** Opening EXCERPTED DATA block **

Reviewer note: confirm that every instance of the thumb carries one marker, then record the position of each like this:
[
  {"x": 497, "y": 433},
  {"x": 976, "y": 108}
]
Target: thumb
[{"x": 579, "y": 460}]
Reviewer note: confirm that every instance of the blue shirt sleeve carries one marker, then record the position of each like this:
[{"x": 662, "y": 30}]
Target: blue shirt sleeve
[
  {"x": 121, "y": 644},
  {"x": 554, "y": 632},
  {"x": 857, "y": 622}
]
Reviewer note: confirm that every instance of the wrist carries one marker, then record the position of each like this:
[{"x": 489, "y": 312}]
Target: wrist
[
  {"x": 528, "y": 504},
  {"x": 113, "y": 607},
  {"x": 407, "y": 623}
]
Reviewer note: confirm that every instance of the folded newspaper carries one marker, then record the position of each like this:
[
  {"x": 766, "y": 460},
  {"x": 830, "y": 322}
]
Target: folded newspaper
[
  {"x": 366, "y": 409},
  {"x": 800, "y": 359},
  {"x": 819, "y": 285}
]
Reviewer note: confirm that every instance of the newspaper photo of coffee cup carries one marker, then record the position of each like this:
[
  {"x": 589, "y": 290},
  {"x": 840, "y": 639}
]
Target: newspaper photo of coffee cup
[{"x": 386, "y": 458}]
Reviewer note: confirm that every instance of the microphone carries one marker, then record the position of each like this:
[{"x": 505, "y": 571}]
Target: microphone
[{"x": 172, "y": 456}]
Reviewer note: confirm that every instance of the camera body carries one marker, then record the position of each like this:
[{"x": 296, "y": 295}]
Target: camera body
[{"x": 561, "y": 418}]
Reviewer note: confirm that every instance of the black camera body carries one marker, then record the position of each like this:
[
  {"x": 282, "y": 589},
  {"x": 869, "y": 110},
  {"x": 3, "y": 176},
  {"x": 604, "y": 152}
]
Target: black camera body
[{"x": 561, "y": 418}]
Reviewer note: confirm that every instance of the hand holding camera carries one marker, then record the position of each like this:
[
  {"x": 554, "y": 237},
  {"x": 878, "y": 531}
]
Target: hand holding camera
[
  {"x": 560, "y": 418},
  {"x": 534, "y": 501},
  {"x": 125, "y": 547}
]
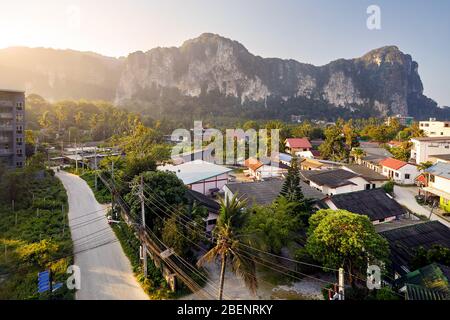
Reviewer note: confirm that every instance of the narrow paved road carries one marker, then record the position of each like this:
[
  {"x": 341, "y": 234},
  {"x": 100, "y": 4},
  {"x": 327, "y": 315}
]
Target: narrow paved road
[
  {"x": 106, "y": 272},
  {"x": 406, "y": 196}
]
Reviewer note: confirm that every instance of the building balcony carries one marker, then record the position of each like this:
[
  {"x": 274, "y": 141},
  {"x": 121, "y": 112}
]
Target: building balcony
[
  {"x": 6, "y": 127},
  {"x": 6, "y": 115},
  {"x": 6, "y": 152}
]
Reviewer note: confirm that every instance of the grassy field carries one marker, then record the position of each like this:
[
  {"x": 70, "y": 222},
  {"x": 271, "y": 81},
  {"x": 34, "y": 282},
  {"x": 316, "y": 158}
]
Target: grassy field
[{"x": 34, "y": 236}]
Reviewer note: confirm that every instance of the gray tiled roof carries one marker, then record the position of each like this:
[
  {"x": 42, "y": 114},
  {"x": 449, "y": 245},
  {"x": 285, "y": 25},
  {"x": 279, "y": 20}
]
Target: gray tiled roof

** Closing EXCERPTED DATA block **
** Opening EXCERPTED DATA block **

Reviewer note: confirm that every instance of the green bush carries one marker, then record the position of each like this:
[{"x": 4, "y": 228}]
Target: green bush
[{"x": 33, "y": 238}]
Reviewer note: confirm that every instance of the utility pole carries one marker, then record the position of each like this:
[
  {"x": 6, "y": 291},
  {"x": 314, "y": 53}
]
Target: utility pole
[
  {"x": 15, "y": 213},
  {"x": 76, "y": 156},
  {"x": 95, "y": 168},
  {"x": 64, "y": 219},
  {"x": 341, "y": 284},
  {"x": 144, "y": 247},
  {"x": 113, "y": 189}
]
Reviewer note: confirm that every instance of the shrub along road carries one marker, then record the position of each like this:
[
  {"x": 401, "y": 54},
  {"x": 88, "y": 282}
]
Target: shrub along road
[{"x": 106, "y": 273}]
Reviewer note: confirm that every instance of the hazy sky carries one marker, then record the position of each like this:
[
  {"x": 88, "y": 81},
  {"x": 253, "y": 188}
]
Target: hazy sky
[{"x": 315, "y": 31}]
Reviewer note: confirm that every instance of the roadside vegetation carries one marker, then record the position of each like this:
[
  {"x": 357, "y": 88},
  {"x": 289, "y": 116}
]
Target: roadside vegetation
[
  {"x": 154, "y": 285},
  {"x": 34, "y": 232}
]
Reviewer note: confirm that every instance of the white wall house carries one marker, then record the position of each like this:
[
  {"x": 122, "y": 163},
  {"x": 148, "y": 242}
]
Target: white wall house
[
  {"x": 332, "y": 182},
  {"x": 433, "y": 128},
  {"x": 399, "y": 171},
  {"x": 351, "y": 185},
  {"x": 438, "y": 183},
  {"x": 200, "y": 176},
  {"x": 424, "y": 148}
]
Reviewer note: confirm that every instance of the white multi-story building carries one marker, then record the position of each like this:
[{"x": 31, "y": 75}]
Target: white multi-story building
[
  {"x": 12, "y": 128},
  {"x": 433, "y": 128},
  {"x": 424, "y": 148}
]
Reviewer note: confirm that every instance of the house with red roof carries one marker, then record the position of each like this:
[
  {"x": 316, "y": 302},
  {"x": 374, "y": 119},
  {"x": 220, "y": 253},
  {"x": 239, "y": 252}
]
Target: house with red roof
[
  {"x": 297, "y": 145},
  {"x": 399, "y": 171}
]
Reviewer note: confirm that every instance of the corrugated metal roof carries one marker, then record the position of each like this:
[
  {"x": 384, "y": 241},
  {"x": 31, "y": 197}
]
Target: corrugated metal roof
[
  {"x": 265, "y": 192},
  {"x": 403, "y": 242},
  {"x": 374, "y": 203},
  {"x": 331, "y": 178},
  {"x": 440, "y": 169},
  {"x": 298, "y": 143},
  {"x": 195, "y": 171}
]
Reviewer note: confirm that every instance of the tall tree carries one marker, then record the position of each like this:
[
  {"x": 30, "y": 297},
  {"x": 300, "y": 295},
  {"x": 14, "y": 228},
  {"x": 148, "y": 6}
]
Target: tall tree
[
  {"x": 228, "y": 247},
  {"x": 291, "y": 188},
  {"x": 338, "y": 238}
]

** Closing EXCERPTED DATA block **

* [WHAT THE TASK ASKS]
This exercise requires the lines of the entries containing the string "tiled".

* [OUTPUT OF THE TASK]
Reviewer note: confirm that every instance of the gray tiled roof carries one marker, then record the position of each like this:
Target: gray tiled roof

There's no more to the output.